● **TASK DETAILS**:
Render the material below as a numbered list, dropping any blank lines.

· · · · · · ·

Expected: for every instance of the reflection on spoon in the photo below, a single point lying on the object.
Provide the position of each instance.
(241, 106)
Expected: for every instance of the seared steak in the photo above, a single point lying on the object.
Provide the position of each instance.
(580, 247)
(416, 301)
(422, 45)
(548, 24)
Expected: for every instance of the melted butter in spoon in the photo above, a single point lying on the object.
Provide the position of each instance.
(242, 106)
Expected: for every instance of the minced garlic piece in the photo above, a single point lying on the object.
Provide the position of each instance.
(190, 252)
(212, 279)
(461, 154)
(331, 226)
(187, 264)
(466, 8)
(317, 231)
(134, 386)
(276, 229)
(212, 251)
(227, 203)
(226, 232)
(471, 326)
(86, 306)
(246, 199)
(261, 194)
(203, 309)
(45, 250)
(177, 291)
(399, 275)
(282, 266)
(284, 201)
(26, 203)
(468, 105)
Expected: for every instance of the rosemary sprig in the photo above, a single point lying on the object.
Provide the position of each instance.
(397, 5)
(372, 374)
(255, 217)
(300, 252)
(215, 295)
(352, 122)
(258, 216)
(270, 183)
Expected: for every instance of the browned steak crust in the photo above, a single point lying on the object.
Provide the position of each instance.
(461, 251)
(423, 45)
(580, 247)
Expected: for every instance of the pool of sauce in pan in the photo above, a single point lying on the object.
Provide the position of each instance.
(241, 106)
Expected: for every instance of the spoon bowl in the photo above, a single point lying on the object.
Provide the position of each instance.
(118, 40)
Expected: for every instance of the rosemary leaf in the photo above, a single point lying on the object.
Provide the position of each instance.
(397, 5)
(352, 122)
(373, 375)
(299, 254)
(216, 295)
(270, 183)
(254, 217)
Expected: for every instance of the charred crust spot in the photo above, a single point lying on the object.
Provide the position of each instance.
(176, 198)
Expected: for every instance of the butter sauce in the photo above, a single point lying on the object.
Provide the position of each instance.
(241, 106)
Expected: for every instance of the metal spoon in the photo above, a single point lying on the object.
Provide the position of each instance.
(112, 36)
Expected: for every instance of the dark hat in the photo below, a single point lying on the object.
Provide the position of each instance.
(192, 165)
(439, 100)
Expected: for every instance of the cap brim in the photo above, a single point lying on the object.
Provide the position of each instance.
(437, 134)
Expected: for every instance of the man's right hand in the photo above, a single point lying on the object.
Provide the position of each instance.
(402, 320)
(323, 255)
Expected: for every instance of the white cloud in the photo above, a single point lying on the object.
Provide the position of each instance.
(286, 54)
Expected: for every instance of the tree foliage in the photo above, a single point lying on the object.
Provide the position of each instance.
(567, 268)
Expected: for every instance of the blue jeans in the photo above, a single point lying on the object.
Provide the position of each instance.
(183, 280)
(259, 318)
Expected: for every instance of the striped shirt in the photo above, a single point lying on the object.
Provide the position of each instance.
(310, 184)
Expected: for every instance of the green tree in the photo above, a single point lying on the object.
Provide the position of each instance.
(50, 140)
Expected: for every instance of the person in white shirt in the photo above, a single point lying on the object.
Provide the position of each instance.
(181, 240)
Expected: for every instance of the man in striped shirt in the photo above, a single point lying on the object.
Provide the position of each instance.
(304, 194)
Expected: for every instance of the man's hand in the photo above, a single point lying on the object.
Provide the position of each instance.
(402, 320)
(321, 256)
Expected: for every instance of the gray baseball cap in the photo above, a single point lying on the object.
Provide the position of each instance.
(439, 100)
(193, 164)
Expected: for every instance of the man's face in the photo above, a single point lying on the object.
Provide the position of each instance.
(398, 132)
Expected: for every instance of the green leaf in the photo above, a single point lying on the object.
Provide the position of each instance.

· · · · · · ·

● **SOLUTION FOR THIS PROBLEM**:
1. Expected: for every instance of the reflection on spoon in the photo below, a single point lying on the object.
2. Provide the position of each instance.
3. (241, 106)
4. Expected: for every instance of the seared steak in the photo above, a single point lying on the object.
5. Provide the position of each instance.
6. (580, 247)
7. (416, 301)
8. (422, 45)
9. (548, 24)
10. Expected: for every instance of the melted butter in spoon in the photo above, a single point lying on the object.
11. Provide the position of each instance.
12. (242, 106)
13. Expected: for every instance of the minced garlic piece in the photo above, a single point lying on the object.
14. Provide the position of each instance.
15. (190, 252)
16. (212, 279)
17. (461, 154)
18. (331, 226)
19. (187, 264)
20. (466, 8)
21. (317, 231)
22. (134, 386)
23. (276, 229)
24. (212, 251)
25. (227, 203)
26. (226, 232)
27. (471, 326)
28. (86, 306)
29. (246, 199)
30. (261, 194)
31. (203, 309)
32. (45, 250)
33. (177, 291)
34. (399, 275)
35. (282, 266)
36. (284, 201)
37. (26, 203)
38. (468, 105)
39. Expected: for every instance of the rosemary sprig in the photo above, a single point lying on the object.
40. Provide the position of each instance.
41. (397, 5)
42. (372, 374)
43. (255, 217)
44. (300, 252)
45. (215, 295)
46. (352, 122)
47. (258, 216)
48. (270, 183)
49. Expected: for every instance of the browned steak crust in the photo above, a single point lying on the object.
50. Provide the position of each instance.
51. (461, 251)
52. (423, 45)
53. (580, 247)
54. Expected: for every instance of the pool of sauce in pan in the photo above, a single point lying on the object.
55. Provide the position of each instance.
56. (241, 106)
57. Expected: for every instance of the spoon bowl in the photo above, a single point lying on the object.
58. Provide the position of each instance.
59. (118, 40)
60. Expected: for every instance of the rosemary leaf in the photo above, a single point lying on the object.
61. Provide the position of each instance.
62. (397, 5)
63. (352, 122)
64. (373, 375)
65. (299, 254)
66. (216, 295)
67. (270, 183)
68. (254, 217)
69. Expected: for every instance of the charred crust spot in the photo above, a single point lying on the object.
70. Provide the position of each instance.
71. (176, 198)
72. Expected: for every instance of the butter sauce in the photo above, a single point lying on the object.
73. Provide the position of each instance.
74. (241, 106)
75. Expected: for every instance of the metal spoon in the photo above, a single point lying on the object.
76. Provide the position of each instance.
77. (112, 36)
78. Expected: for every instance of the dark hat in the photo below, a single point lying on the object.
79. Provide the position of each instance.
80. (192, 165)
81. (439, 100)
82. Expected: for every instance of the cap brim in the photo above, a single point lying on the object.
83. Provide the position of each instance.
84. (437, 134)
85. Expected: for every instance of the man's right hand in the photo above, a single point lying on the object.
86. Provide the position of each instance.
87. (402, 320)
88. (323, 255)
89. Expected: for every instance of the white cloud in the photo above, a single point lying on the object.
90. Provide the position of each instance.
91. (286, 54)
92. Expected: for every instance of the tree foliage in the photo above, a single point lying on the object.
93. Provide the position of each instance.
94. (567, 268)
95. Expected: for every instance of the blue jeans in the photo above, a single point lying on the object.
96. Provide the position of each instance.
97. (183, 280)
98. (259, 318)
99. Expected: for every instance of the striped shirt in the photo above, a single point lying on the object.
100. Provide the position of each instance.
101. (310, 184)
102. Expected: for every instance of the green tree in the photo above, a single point lying on the object.
103. Provide the position of each instance.
104. (50, 140)
105. Expected: for every instance of the person in white shirt in the photo above, a single point lying on the object.
106. Provide the position of each instance.
107. (181, 240)
108. Expected: for every instance of the man in striped shirt in the photo above, a single point lying on the object.
109. Provide the position of each instance.
110. (304, 194)
111. Expected: for every instance of the man's hand in the photo above, a single point lying on the object.
112. Provide the position of each instance.
113. (402, 320)
114. (321, 256)
115. Expected: for every instance of the gray baseball cap in the photo above, a single point lying on the object.
116. Provide the position of each instance.
117. (439, 100)
118. (193, 164)
119. Expected: for every instance of the man's face in the photo above, a single point lying on the object.
120. Provide the position of each instance.
121. (398, 132)
122. Expected: for every instance of the green leaf in the photo above, a single point lying on the object.
123. Provide the position of each instance.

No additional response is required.